Set problem: Lay out the lines as a JSON list of strings, one string per line and no blank lines, starting at the first line of the records and going on through the line with "column 737, row 682".

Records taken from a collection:
▬▬▬▬▬▬▬▬▬▬

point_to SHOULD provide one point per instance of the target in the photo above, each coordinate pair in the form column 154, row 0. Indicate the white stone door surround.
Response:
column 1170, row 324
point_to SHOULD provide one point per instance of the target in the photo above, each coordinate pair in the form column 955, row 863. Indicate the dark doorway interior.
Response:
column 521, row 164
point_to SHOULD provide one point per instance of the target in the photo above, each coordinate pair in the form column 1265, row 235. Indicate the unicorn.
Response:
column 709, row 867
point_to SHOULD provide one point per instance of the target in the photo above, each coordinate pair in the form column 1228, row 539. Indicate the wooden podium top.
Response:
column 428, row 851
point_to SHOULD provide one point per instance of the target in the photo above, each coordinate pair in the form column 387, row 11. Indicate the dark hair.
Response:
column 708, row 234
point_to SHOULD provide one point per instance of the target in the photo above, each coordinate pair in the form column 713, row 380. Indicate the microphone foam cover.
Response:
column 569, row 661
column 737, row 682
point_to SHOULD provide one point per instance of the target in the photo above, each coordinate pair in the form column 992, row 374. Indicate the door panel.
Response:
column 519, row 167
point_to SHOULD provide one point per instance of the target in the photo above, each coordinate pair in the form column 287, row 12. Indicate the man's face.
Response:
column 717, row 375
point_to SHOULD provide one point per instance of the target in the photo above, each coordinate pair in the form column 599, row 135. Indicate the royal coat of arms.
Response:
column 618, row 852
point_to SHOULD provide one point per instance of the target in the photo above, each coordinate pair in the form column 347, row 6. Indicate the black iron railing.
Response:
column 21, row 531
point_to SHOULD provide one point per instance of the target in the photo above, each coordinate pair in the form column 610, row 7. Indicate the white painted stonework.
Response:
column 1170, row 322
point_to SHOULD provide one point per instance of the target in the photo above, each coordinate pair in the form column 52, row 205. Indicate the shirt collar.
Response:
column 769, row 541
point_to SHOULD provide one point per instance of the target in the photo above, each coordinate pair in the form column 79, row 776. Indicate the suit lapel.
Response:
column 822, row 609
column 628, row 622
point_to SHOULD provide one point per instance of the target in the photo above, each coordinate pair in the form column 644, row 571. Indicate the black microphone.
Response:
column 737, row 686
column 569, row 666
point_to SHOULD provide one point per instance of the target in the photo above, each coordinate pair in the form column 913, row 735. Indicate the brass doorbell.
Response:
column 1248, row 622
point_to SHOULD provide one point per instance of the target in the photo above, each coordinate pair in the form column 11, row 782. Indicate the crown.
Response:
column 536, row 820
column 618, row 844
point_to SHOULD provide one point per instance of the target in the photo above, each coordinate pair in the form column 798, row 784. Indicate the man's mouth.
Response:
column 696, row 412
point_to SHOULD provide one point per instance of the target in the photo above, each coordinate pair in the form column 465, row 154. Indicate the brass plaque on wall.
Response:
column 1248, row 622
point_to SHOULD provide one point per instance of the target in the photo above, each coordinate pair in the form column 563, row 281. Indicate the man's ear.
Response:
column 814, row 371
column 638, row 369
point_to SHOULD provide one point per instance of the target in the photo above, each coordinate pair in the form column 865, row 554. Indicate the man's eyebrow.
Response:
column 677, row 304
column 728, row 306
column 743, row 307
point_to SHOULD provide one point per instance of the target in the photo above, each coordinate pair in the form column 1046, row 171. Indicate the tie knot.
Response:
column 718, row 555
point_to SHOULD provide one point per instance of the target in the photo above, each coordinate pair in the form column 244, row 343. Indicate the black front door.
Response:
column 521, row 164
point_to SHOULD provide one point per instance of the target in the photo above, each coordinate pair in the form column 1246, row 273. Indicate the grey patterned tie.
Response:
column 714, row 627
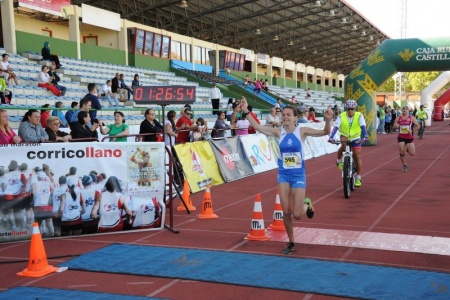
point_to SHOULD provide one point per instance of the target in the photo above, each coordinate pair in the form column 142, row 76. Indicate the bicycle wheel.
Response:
column 346, row 178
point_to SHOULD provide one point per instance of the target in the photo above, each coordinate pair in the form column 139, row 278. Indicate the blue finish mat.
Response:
column 267, row 271
column 34, row 293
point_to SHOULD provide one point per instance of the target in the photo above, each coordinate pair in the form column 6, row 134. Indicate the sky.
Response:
column 426, row 18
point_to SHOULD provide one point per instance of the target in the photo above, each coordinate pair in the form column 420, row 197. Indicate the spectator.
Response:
column 7, row 134
column 55, row 80
column 71, row 112
column 150, row 125
column 214, row 95
column 185, row 124
column 117, row 89
column 44, row 81
column 107, row 94
column 95, row 103
column 80, row 129
column 46, row 55
column 30, row 129
column 6, row 71
column 44, row 115
column 252, row 130
column 119, row 130
column 220, row 126
column 54, row 134
column 59, row 114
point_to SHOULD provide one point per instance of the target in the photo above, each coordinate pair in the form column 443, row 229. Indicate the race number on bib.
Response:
column 404, row 129
column 292, row 160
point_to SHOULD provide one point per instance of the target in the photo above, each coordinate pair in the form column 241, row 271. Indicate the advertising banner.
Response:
column 261, row 156
column 199, row 165
column 50, row 7
column 81, row 188
column 231, row 158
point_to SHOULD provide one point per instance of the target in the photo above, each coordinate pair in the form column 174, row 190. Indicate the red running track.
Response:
column 412, row 204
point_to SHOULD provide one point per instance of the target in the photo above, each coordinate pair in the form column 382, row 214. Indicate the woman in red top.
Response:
column 7, row 135
column 405, row 137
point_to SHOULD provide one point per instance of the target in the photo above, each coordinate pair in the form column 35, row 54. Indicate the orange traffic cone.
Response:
column 207, row 210
column 37, row 264
column 257, row 232
column 186, row 198
column 278, row 222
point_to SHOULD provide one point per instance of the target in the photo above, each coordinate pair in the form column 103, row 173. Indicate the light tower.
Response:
column 400, row 79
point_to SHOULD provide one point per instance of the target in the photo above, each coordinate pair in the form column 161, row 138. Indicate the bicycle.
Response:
column 348, row 169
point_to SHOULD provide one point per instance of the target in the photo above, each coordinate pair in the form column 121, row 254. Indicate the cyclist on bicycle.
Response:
column 405, row 137
column 350, row 124
column 421, row 116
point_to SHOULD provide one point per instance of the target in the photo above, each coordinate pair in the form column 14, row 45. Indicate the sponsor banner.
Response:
column 50, row 7
column 231, row 158
column 261, row 156
column 199, row 165
column 81, row 188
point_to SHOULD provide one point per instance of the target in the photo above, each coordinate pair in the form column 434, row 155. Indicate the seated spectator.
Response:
column 312, row 115
column 150, row 125
column 47, row 55
column 6, row 71
column 7, row 134
column 107, row 94
column 80, row 129
column 54, row 134
column 119, row 129
column 44, row 115
column 59, row 114
column 5, row 95
column 220, row 126
column 55, row 80
column 243, row 124
column 44, row 81
column 71, row 112
column 30, row 129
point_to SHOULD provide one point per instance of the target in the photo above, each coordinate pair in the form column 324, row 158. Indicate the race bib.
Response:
column 404, row 129
column 292, row 160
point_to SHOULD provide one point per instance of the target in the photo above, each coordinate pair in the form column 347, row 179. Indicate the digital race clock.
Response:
column 164, row 95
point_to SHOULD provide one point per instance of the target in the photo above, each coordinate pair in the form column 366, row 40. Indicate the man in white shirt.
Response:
column 214, row 95
column 107, row 94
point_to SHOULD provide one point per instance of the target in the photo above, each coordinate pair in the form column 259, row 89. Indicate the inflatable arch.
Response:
column 440, row 102
column 401, row 55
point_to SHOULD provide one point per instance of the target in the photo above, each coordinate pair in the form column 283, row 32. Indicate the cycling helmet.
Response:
column 350, row 103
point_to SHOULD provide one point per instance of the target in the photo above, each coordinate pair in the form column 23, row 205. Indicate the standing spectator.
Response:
column 54, row 134
column 59, row 114
column 45, row 113
column 71, row 112
column 95, row 103
column 55, row 80
column 46, row 55
column 120, row 130
column 150, row 125
column 7, row 134
column 117, row 89
column 107, row 94
column 214, row 95
column 30, row 129
column 6, row 71
column 44, row 81
column 220, row 126
column 185, row 124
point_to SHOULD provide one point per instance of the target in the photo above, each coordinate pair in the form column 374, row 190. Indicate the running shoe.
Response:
column 310, row 209
column 290, row 248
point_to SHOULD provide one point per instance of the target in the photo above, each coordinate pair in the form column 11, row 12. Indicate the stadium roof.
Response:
column 332, row 36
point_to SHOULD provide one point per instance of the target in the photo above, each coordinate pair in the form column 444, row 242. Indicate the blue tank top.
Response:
column 291, row 152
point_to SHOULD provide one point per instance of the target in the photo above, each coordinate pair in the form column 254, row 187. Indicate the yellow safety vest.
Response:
column 351, row 131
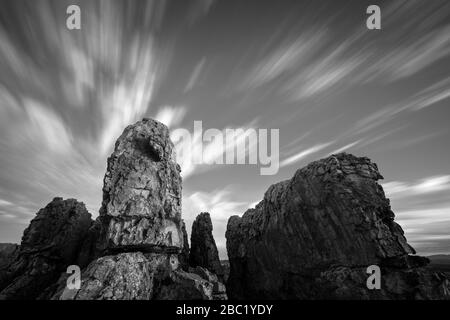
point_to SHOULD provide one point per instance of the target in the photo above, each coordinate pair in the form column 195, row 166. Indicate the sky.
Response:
column 311, row 69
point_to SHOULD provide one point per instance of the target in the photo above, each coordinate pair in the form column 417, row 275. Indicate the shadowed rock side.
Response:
column 203, row 251
column 141, row 206
column 136, row 248
column 313, row 237
column 184, row 256
column 49, row 244
column 8, row 253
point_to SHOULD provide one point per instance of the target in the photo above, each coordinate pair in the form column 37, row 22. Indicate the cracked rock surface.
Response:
column 49, row 245
column 313, row 236
column 203, row 250
column 141, row 206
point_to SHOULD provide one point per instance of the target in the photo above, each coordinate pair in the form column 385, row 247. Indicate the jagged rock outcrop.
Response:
column 313, row 237
column 49, row 245
column 184, row 256
column 203, row 250
column 8, row 253
column 219, row 291
column 133, row 250
column 141, row 206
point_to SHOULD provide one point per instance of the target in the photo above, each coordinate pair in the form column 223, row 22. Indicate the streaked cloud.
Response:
column 304, row 153
column 397, row 189
column 195, row 75
column 171, row 116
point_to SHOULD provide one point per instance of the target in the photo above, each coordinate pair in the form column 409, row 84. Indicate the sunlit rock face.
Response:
column 141, row 206
column 49, row 245
column 313, row 237
column 137, row 248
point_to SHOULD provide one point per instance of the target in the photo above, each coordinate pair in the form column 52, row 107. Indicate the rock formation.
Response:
column 313, row 237
column 135, row 248
column 184, row 256
column 8, row 253
column 203, row 251
column 49, row 245
column 141, row 206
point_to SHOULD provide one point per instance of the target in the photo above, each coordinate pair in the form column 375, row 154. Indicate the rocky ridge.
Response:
column 313, row 237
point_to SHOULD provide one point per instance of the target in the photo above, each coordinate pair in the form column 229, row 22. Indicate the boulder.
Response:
column 184, row 256
column 203, row 251
column 8, row 253
column 125, row 276
column 137, row 248
column 141, row 208
column 49, row 245
column 313, row 237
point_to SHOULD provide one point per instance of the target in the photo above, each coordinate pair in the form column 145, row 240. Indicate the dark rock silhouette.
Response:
column 136, row 248
column 313, row 237
column 184, row 256
column 203, row 251
column 49, row 245
column 8, row 253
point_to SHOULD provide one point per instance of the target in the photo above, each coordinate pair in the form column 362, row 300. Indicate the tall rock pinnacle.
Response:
column 203, row 247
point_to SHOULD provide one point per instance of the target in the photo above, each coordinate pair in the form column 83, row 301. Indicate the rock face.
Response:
column 8, row 253
column 137, row 248
column 141, row 206
column 49, row 245
column 184, row 256
column 203, row 247
column 313, row 237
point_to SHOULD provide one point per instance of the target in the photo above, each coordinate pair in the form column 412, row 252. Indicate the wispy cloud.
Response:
column 213, row 152
column 171, row 116
column 285, row 59
column 195, row 75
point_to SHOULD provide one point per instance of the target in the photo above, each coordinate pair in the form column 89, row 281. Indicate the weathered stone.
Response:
column 182, row 285
column 219, row 291
column 203, row 247
column 312, row 237
column 141, row 207
column 8, row 253
column 49, row 245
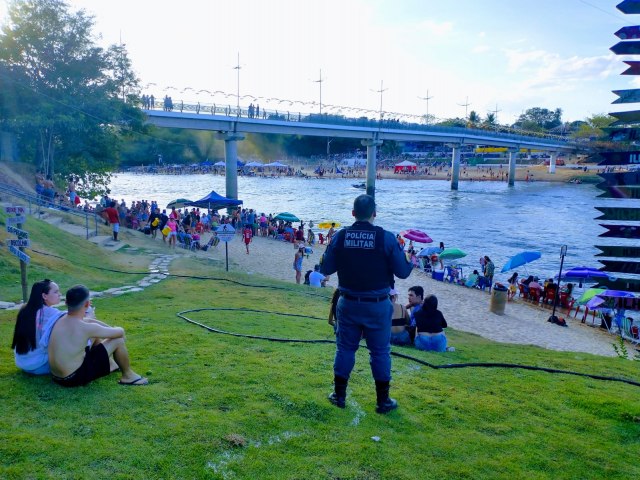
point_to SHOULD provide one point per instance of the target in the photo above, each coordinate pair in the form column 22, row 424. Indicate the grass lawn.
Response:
column 223, row 407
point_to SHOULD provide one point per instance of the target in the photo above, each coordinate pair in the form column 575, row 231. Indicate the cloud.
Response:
column 438, row 29
column 480, row 49
column 546, row 70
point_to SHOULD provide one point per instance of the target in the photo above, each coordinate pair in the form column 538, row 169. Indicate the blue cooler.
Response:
column 438, row 275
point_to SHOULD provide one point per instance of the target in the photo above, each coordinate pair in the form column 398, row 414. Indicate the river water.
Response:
column 481, row 218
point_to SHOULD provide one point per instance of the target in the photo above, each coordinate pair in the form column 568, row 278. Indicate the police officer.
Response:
column 366, row 259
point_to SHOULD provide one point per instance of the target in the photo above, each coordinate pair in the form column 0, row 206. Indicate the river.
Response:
column 481, row 218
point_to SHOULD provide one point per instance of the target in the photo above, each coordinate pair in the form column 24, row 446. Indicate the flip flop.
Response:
column 137, row 382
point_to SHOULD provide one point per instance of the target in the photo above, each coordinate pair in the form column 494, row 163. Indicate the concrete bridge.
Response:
column 232, row 124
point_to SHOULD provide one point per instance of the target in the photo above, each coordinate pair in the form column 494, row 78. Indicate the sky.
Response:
column 494, row 55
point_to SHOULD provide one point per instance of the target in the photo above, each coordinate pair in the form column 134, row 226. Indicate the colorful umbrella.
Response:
column 178, row 203
column 427, row 252
column 520, row 259
column 417, row 236
column 327, row 225
column 589, row 294
column 451, row 254
column 287, row 217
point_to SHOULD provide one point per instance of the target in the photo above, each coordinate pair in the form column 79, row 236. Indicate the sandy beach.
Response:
column 465, row 309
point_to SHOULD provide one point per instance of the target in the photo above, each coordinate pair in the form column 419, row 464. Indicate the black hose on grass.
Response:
column 395, row 354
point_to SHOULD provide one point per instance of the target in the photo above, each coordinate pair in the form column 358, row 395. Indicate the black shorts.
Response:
column 95, row 365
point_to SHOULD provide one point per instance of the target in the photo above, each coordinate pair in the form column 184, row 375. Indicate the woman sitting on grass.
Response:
column 430, row 324
column 35, row 319
column 513, row 286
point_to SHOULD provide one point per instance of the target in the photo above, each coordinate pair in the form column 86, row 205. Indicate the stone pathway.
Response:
column 158, row 268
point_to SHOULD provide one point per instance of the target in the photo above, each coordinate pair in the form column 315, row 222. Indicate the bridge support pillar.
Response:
column 552, row 162
column 513, row 155
column 231, row 163
column 372, row 146
column 455, row 166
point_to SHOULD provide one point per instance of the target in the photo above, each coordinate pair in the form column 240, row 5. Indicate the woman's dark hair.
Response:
column 24, row 334
column 430, row 303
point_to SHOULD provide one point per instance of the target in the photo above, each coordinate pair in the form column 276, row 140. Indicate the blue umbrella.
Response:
column 520, row 259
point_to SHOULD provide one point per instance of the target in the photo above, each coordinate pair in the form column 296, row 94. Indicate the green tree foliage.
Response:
column 490, row 121
column 538, row 119
column 593, row 127
column 62, row 95
column 474, row 119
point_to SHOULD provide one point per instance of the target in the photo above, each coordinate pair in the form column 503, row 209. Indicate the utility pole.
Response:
column 380, row 92
column 319, row 82
column 427, row 98
column 465, row 105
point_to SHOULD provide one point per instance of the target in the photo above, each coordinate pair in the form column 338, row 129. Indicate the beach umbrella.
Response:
column 619, row 299
column 520, row 259
column 427, row 252
column 589, row 294
column 585, row 274
column 287, row 217
column 416, row 235
column 451, row 254
column 327, row 225
column 178, row 203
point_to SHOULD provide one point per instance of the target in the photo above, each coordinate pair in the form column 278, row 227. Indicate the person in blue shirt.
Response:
column 366, row 258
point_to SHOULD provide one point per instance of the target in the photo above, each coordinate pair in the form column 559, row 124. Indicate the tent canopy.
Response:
column 406, row 163
column 215, row 201
column 276, row 164
column 405, row 166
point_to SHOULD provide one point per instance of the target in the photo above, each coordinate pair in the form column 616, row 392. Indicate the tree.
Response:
column 539, row 119
column 63, row 94
column 490, row 121
column 474, row 119
column 593, row 127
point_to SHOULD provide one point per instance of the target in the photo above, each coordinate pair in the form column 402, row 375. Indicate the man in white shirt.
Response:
column 316, row 279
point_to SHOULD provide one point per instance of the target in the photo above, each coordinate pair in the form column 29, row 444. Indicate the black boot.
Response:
column 384, row 403
column 339, row 395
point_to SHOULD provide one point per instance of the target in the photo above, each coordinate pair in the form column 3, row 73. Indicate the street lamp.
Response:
column 238, row 67
column 319, row 82
column 427, row 98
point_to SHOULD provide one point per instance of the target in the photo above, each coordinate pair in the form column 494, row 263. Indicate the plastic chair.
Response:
column 534, row 295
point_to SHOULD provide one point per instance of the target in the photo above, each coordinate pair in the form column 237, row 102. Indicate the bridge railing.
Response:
column 36, row 203
column 498, row 131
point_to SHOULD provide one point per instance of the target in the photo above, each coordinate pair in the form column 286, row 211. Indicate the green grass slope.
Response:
column 62, row 257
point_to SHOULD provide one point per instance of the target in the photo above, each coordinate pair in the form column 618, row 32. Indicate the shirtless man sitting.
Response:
column 73, row 362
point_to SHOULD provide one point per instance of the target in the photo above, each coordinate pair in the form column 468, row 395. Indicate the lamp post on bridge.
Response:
column 427, row 98
column 238, row 67
column 319, row 82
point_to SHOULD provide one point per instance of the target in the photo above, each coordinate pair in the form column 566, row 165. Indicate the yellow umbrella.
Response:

▬▬▬▬▬▬▬▬▬▬

Correct result:
[
  "point_to SHOULD provide one point per instance of the target in the photo above, each coordinate pair in the form column 154, row 0. Indicate the white stone door surround.",
  "Response:",
  "column 1170, row 324",
  "point_to SHOULD provide one point per instance of the target in the photo above, each coordinate pair in the form column 955, row 863. Indicate the dark doorway interior.",
  "Response:",
  "column 521, row 164",
  "point_to SHOULD provide one point per instance of the target in the photo above, each coordinate pair in the form column 1265, row 235. Indicate the unicorn.",
  "Response:",
  "column 709, row 867",
  "point_to SHOULD provide one point per instance of the target in the photo above, each coordinate pair in the form column 1228, row 539. Indicate the wooden podium top.",
  "Response:",
  "column 428, row 851",
  "point_to SHOULD provide one point per instance of the target in the photo above, each coordinate pair in the form column 387, row 11. Indicate the dark hair.",
  "Response:",
  "column 708, row 234",
  "point_to SHOULD provide one point per instance of the target in the photo above, each coordinate pair in the form column 713, row 380. Indicate the microphone foam cover.",
  "Response:",
  "column 569, row 661",
  "column 737, row 682"
]